TEXT BLOCK:
-- Opening Marker --

Remember the 1987 crash of a Northwest DC-9, where the crew forgot to extend the flaps, and killed 156 people?
The NTSB report included this text: "NEITHER PLT RECITED THE ITEMS OF THE TAXI CKLIST."

I have a problem with a flying club that wouldn't encourage the use of checklists. I'd run far and fast from one that actively discouraged it, as this one seemed to.

I'd have gone back to the ramp, too. Good call.
 
HE was definately out of line. This guy sounds reckless and I would bring it up to the other members of your club. flyer172 was probably right, he didn't want to answer your systems questions because he didn't know and is too lazy to educate himself. I'm not a pilot but as a mech I've seen this type of guy out there occasionally and sadly enough he'll probably end up as a statistic.
 
The only flying club I ever belonged to was a glider club. It had a strong organization with elected officers and volunteer committee chairman including a Safety Officer. The club had a very detailed operations manual to which everyone was required to adhere.

-- Closing Marker --

ACTIVITY A:
Return the part of the flying club discussion that opens with the words containing "HE was definately" and closes with "as a statistic.".
ACTIVITY B:
Answer these questions from the flying club discussion:
(i) In what year did the Northwest DC-9 crash take place?
(ii) What is the job of the writer who says they are not a pilot?
(iii) What kind of flying club was the only one that one writer ever belonged to?
The lines after this have nothing to do with the flying club discussion.

STORED DATA:

-- Opening Marker --

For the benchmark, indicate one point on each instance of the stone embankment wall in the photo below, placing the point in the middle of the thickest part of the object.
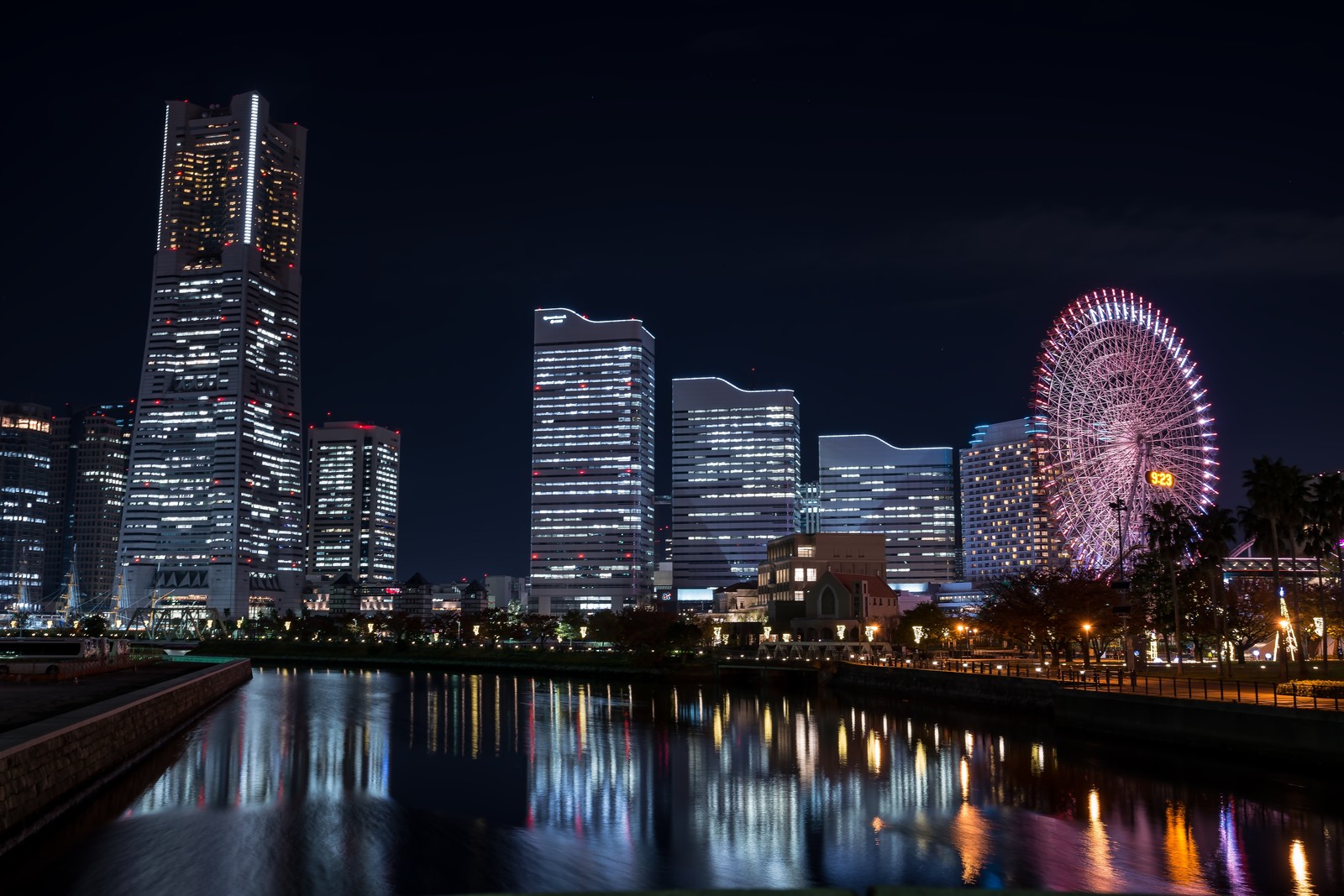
(47, 766)
(1273, 732)
(1003, 692)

-- Closing Marker --

TASK OUTPUT A:
HE was definately out of line. This guy sounds reckless and I would bring it up to the other members of your club. flyer172 was probably right, he didn't want to answer your systems questions because he didn't know and is too lazy to educate himself. I'm not a pilot but as a mech I've seen this type of guy out there occasionally and sadly enough he'll probably end up as a statistic.

TASK OUTPUT B:
(i) 1987
(ii) Mechanic
(iii) A glider club